-- TASK STATEMENT --
Quote exactly the lines running from the line with "Can you spot the clay" to the end of the entries, including both, and nothing else.

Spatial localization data

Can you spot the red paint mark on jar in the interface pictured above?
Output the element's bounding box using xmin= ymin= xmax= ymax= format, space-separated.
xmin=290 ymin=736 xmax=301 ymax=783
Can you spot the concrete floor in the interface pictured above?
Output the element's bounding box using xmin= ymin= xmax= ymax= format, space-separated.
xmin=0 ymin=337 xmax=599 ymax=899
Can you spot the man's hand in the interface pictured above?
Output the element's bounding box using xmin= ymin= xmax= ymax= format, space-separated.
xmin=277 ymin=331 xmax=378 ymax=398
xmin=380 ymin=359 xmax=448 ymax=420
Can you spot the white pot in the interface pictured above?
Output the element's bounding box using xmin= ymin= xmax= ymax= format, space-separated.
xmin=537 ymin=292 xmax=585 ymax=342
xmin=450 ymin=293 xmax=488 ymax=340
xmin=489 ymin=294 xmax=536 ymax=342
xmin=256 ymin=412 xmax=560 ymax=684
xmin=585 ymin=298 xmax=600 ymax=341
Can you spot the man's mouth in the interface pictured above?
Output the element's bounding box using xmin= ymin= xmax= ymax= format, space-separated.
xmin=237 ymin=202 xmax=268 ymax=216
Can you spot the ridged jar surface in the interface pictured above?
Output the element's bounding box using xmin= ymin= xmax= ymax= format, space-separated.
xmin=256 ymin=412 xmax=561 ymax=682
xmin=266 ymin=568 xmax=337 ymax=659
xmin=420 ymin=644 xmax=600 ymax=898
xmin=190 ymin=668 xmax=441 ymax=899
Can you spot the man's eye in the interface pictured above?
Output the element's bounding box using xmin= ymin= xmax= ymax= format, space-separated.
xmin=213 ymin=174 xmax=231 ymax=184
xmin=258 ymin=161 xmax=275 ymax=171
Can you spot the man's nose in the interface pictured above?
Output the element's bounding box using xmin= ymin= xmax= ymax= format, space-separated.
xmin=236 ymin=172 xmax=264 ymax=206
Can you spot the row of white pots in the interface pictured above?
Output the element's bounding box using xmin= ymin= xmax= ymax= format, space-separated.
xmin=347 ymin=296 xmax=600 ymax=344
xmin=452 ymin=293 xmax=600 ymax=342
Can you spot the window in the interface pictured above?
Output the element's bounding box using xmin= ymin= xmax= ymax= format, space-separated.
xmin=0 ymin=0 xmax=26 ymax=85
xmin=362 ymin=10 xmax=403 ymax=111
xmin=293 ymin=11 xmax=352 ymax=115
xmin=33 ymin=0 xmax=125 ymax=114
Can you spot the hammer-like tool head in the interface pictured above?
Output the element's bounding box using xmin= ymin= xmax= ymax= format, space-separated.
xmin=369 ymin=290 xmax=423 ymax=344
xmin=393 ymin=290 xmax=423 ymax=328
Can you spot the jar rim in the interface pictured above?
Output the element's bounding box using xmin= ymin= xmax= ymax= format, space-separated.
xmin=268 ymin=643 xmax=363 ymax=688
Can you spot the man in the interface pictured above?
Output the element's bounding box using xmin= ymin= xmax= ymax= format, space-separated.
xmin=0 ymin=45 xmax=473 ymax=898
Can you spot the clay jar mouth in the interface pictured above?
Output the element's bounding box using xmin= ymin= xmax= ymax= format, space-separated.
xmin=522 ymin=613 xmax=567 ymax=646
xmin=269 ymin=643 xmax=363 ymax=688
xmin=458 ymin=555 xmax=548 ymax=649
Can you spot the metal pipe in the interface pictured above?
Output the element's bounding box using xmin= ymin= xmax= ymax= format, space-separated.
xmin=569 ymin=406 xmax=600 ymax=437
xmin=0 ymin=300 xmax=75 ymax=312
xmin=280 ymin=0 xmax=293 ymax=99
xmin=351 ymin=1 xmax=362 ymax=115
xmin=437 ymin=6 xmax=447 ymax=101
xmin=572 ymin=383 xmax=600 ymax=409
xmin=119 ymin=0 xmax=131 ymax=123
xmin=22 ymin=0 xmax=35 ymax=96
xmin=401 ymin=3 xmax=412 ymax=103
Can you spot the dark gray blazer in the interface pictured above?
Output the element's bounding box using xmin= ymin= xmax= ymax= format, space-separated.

-- TASK RESPONSE --
Can you spot the clay jar mouth in the interface pictured above?
Output the element's bounding box using xmin= ymin= xmax= ymax= format, space-separated.
xmin=522 ymin=613 xmax=567 ymax=646
xmin=269 ymin=643 xmax=363 ymax=688
xmin=458 ymin=555 xmax=548 ymax=649
Can you spot the metal pipe in the interface pictured above?
Output the element's bounding box using xmin= ymin= xmax= ymax= format, space-separated.
xmin=569 ymin=406 xmax=600 ymax=437
xmin=0 ymin=300 xmax=75 ymax=312
xmin=280 ymin=0 xmax=293 ymax=99
xmin=351 ymin=1 xmax=362 ymax=115
xmin=437 ymin=6 xmax=447 ymax=101
xmin=572 ymin=383 xmax=600 ymax=409
xmin=119 ymin=0 xmax=131 ymax=123
xmin=22 ymin=0 xmax=35 ymax=96
xmin=401 ymin=3 xmax=412 ymax=103
Can you spot the dark gray blazer in the interface pictured above?
Output the element's bounding box using xmin= ymin= xmax= ymax= format, space-separated.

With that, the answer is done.